▸ **PASSAGE**:
Canada's John McCallum arrived at a conference in New York on Tuesday with a confession to make.
"I am probably the only Immigration Minister in the world" whose main challenge is that "I cannot produce refugees fast enough," he said.
Canada's refugee-sponsorship model was in the global spotlight on Tuesday as corporate leaders and philanthropists gathered to discuss how the private sector could bolster efforts to help asylum seekers.
The effort was an extension of the summit convened by U.S. President Barack Obama – and co-hosted by Canada – which sought fresh commitments from governments to assist the 65 million forcibly displaced people around the world.
Businesses and foundations joined the push: 51 companies, from Airbnb to Johnson & Johnson to Western Union, announced steps to improve access to jobs and education for refugees in more than 20 countries.
By far the largest private-sector announcement was a commitment by hedge-fund billionaire George Soros, who said he would commit $500-million (U.S.) to new investments aimed at helping refugees and migrants. The funds will go to startups and existing firms that address the problems faced by displaced people, as well as to businesses started by refugees themselves.
Making grants and doing advocacy is "not enough," said Mr. Soros, who was himself a refugee before immigrating to the United States. "We need to tap into the entrepreneurial spirit and technological innovations of the private sector."
Through his Open Society Foundations, Mr. Soros will also partner with the government of Canada and the United Nations High Commissioner for Refugees to find ways to spread Canada's private-sponsorship model elsewhere in the world.
"You are miles ahead if you can bring refugees in supported by your own citizens," Mr. McCallum said. "We believe that this is a good model which is exportable to other countries."
So far, 13 countries have expressed interest in learning from Canada's experience, including Britain, Australia, Spain and Japan, he said. A conference is scheduled to take place in Ottawa in December to launch the initiative. Mr. McCallum said the effort was likely to cost more than $10-million, which would be shared among the three partners.
In the United States, private sponsorship – long desired by refugee advocates – remains controversial. Anne Richard, an assistant secretary at the U.S. State Department, said Tuesday that in the short term, she expects to see a pilot program to test out such a system. The biggest obstacle, she added, was not the mechanics but the likely political backlash.
"The election dynamic is not helping us," Ms. Richard said. Republican presidential nominee Donald Trump has turned false allegations about refugees into a centrepiece of his campaign, repeatedly saying they are allowed to enter the United States without being vetted.
Representatives from companies such as IKEA, Uniqlo and Vodafone shared their experiences launching efforts to train, educate and employ refugees. "We are not in the aid business," said Per Heggenes, chief executive of the IKEA Foundation, which began working with the UNHCR about six years ago. "We are in the business of helping people to help themselves."
Ziad Haider, the special representative for commercial and business affairs at the U.S. State Department, urged companies to recognize that a crisis of this scale is displacing "tremendous talent." He saluted companies such as LinkedIn and UPS, which were among the 51 firms answering the call to action, even as he acknowledged it's not always an easy sell in the executive suite.
"Some companies don't intrinsically get the idea of playing in this space," he said. "Some degree of persuasion had to happen."

▸ **PROBLEM DESCRIPTION**: From the article on private-sector support for refugees, extract the passage starting with "The effort was an" and going on through "by refugees themselves.", copying it word for word.

Referring expression pointing data
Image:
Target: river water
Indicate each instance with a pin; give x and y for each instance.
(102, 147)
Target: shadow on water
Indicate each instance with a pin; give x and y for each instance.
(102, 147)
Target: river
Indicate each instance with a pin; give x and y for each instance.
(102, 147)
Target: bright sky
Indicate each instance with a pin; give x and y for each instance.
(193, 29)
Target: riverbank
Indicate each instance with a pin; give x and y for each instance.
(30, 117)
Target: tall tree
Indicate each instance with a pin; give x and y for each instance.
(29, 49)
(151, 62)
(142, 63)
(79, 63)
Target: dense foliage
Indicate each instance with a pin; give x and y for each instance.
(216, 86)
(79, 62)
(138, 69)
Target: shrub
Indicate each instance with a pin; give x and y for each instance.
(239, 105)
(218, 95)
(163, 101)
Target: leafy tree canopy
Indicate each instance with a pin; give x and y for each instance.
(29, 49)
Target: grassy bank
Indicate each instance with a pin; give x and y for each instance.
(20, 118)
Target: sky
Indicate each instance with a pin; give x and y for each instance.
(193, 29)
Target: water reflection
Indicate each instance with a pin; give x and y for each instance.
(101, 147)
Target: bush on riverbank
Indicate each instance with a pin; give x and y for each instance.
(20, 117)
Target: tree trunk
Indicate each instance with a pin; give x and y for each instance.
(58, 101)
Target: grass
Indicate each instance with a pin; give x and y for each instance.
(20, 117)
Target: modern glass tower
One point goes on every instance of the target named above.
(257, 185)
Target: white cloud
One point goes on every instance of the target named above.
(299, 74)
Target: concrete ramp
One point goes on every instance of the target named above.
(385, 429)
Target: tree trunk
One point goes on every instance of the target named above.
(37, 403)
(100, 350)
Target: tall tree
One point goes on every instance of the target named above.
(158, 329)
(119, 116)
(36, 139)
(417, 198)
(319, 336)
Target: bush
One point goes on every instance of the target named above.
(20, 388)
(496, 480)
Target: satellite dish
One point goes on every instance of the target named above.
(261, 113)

▸ **WORKED SOLUTION**:
The effort was an extension of the summit convened by U.S. President Barack Obama – and co-hosted by Canada – which sought fresh commitments from governments to assist the 65 million forcibly displaced people around the world.
Businesses and foundations joined the push: 51 companies, from Airbnb to Johnson & Johnson to Western Union, announced steps to improve access to jobs and education for refugees in more than 20 countries.
By far the largest private-sector announcement was a commitment by hedge-fund billionaire George Soros, who said he would commit $500-million (U.S.) to new investments aimed at helping refugees and migrants. The funds will go to startups and existing firms that address the problems faced by displaced people, as well as to businesses started by refugees themselves.